■ Angezeigter Text ■
┄┄┄┄┄┄

Bildung, Migration, Klima: Einer Umfrage zufolge traut nur noch etwa ein Viertel der Bürger Regierung und Behörden zu, die großen Herausforderungen zu meistern.

Stand:

Eine große Zahl der Menschen in Deutschland ist offenbar desillusioniert, wie eine aktuelle Umfrage zeigt. Unterrichtsausfall an den Schulen, bei der Flüchtlingsaufnahme überforderte Kommunen, ewige Wartezeiten für Termine bei Behörden – die Problemliste des deutschen Staates ist lang.

Und das hat Folgen für das Vertrauen der Bürgerinnen und Bürger in seine Handlungsfähigkeit.: Viele sehen den Staat als zunehmend überfordert an. Einer am Dienstag veröffentlichen Befragung für die Beamtengewerkschaft dbb zufolge gehen derzeit nur noch 27 Prozent davon aus, dass der Staat in der Lage ist, seine Aufgaben etwa in der Bildungs-, Flüchtlings- oder Klimapolitik zu erfüllen.

┄┄┄┄┄┄

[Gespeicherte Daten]
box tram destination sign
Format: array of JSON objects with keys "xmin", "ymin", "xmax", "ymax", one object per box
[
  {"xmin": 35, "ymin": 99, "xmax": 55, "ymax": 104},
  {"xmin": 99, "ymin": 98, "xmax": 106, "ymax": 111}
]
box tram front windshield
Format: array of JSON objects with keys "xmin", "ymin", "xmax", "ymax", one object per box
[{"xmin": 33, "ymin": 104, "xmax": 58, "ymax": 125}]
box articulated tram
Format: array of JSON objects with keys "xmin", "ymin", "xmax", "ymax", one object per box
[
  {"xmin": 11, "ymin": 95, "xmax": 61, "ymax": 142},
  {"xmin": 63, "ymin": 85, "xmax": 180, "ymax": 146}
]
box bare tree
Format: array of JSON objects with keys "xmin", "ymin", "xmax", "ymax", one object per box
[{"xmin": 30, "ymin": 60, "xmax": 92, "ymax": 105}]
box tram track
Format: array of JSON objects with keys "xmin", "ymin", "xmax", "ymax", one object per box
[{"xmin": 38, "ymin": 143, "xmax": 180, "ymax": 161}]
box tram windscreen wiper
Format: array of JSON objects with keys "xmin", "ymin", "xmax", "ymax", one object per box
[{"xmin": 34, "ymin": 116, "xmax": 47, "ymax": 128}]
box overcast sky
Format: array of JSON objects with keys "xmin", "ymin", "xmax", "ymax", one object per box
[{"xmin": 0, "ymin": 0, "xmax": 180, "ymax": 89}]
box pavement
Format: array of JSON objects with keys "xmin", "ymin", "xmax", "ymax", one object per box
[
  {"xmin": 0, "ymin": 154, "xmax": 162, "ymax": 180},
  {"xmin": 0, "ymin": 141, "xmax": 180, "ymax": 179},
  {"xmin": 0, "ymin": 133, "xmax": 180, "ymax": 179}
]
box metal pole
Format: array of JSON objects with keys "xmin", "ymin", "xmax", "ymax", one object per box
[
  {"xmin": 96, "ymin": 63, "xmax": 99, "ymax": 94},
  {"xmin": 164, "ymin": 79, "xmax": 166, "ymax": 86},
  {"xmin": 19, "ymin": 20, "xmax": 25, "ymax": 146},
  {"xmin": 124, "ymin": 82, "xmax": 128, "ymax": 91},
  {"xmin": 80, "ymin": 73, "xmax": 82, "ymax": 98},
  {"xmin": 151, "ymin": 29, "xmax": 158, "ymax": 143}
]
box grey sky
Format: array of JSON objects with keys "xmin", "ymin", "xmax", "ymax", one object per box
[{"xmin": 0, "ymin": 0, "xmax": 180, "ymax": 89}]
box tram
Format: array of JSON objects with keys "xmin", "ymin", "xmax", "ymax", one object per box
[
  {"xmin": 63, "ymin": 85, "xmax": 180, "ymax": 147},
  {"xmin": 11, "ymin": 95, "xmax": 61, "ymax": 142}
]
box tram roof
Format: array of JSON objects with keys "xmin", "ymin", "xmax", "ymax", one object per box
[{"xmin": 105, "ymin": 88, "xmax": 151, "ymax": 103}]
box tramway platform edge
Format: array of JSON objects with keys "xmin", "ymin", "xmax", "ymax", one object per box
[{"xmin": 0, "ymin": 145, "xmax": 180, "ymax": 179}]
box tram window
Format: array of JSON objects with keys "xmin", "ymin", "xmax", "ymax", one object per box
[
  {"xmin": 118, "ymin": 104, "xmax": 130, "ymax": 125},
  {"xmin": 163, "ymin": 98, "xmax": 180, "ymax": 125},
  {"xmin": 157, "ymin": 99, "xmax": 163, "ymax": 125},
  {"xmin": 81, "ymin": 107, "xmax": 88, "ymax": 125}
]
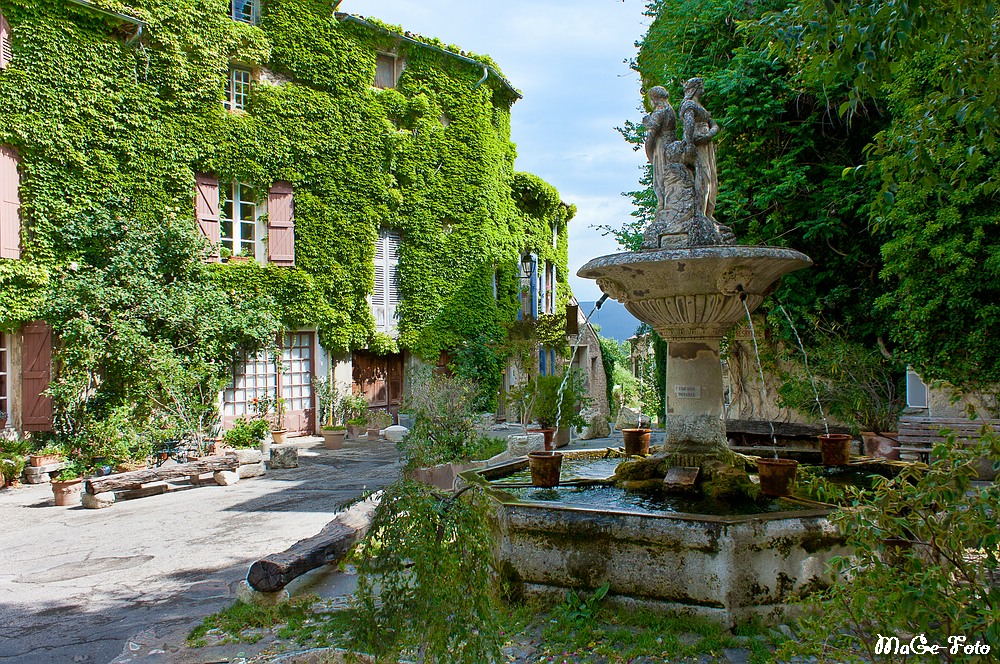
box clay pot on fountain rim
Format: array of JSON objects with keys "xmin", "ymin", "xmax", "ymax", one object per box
[
  {"xmin": 622, "ymin": 427, "xmax": 652, "ymax": 456},
  {"xmin": 819, "ymin": 433, "xmax": 851, "ymax": 466},
  {"xmin": 528, "ymin": 450, "xmax": 563, "ymax": 488},
  {"xmin": 757, "ymin": 457, "xmax": 799, "ymax": 497}
]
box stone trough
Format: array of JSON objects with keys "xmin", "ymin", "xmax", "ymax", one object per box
[{"xmin": 461, "ymin": 452, "xmax": 849, "ymax": 627}]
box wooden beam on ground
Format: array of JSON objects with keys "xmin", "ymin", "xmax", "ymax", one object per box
[
  {"xmin": 247, "ymin": 492, "xmax": 382, "ymax": 593},
  {"xmin": 84, "ymin": 456, "xmax": 240, "ymax": 494},
  {"xmin": 726, "ymin": 420, "xmax": 851, "ymax": 438}
]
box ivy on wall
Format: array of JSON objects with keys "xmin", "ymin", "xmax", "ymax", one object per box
[{"xmin": 0, "ymin": 0, "xmax": 574, "ymax": 359}]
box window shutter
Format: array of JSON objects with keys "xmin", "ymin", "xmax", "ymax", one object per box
[
  {"xmin": 0, "ymin": 146, "xmax": 21, "ymax": 258},
  {"xmin": 0, "ymin": 12, "xmax": 14, "ymax": 69},
  {"xmin": 267, "ymin": 182, "xmax": 295, "ymax": 266},
  {"xmin": 372, "ymin": 231, "xmax": 386, "ymax": 330},
  {"xmin": 21, "ymin": 321, "xmax": 52, "ymax": 431},
  {"xmin": 194, "ymin": 175, "xmax": 219, "ymax": 262}
]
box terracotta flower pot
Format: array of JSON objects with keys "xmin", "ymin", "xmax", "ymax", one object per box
[
  {"xmin": 819, "ymin": 433, "xmax": 851, "ymax": 466},
  {"xmin": 622, "ymin": 429, "xmax": 650, "ymax": 456},
  {"xmin": 52, "ymin": 477, "xmax": 83, "ymax": 507},
  {"xmin": 323, "ymin": 429, "xmax": 347, "ymax": 450},
  {"xmin": 528, "ymin": 452, "xmax": 562, "ymax": 487},
  {"xmin": 757, "ymin": 459, "xmax": 799, "ymax": 496},
  {"xmin": 861, "ymin": 431, "xmax": 899, "ymax": 461}
]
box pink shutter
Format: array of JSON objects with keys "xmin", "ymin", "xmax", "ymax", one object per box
[
  {"xmin": 267, "ymin": 182, "xmax": 295, "ymax": 265},
  {"xmin": 0, "ymin": 145, "xmax": 21, "ymax": 258},
  {"xmin": 194, "ymin": 175, "xmax": 219, "ymax": 262},
  {"xmin": 0, "ymin": 12, "xmax": 14, "ymax": 69},
  {"xmin": 21, "ymin": 321, "xmax": 52, "ymax": 431}
]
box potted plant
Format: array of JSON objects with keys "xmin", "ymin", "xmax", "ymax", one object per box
[
  {"xmin": 341, "ymin": 394, "xmax": 368, "ymax": 438},
  {"xmin": 28, "ymin": 443, "xmax": 65, "ymax": 468},
  {"xmin": 531, "ymin": 372, "xmax": 586, "ymax": 450},
  {"xmin": 271, "ymin": 397, "xmax": 288, "ymax": 445},
  {"xmin": 313, "ymin": 378, "xmax": 347, "ymax": 450},
  {"xmin": 367, "ymin": 408, "xmax": 392, "ymax": 440},
  {"xmin": 51, "ymin": 459, "xmax": 85, "ymax": 507}
]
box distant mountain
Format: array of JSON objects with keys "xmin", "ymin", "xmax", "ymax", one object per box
[{"xmin": 580, "ymin": 298, "xmax": 640, "ymax": 341}]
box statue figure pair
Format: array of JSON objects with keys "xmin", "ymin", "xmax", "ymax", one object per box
[{"xmin": 643, "ymin": 78, "xmax": 735, "ymax": 249}]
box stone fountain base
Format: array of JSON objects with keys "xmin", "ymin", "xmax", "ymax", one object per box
[{"xmin": 463, "ymin": 452, "xmax": 849, "ymax": 627}]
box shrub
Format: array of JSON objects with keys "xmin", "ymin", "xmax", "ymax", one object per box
[
  {"xmin": 783, "ymin": 427, "xmax": 1000, "ymax": 662},
  {"xmin": 222, "ymin": 417, "xmax": 270, "ymax": 449}
]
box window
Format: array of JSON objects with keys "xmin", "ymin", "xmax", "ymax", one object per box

┄┄┄┄┄┄

■ Ziel der Übung ■
Zähle alle Probleme auf, die der Text als Beispiele für die Problemliste des deutschen Staates nennt. Stütze dich ausschließlich auf den Text.

■ Vollständige Antwort ■
- Unterrichtsausfall an den Schulen
- bei der Flüchtlingsaufnahme überforderte Kommunen
- ewige Wartezeiten für Termine bei Behörden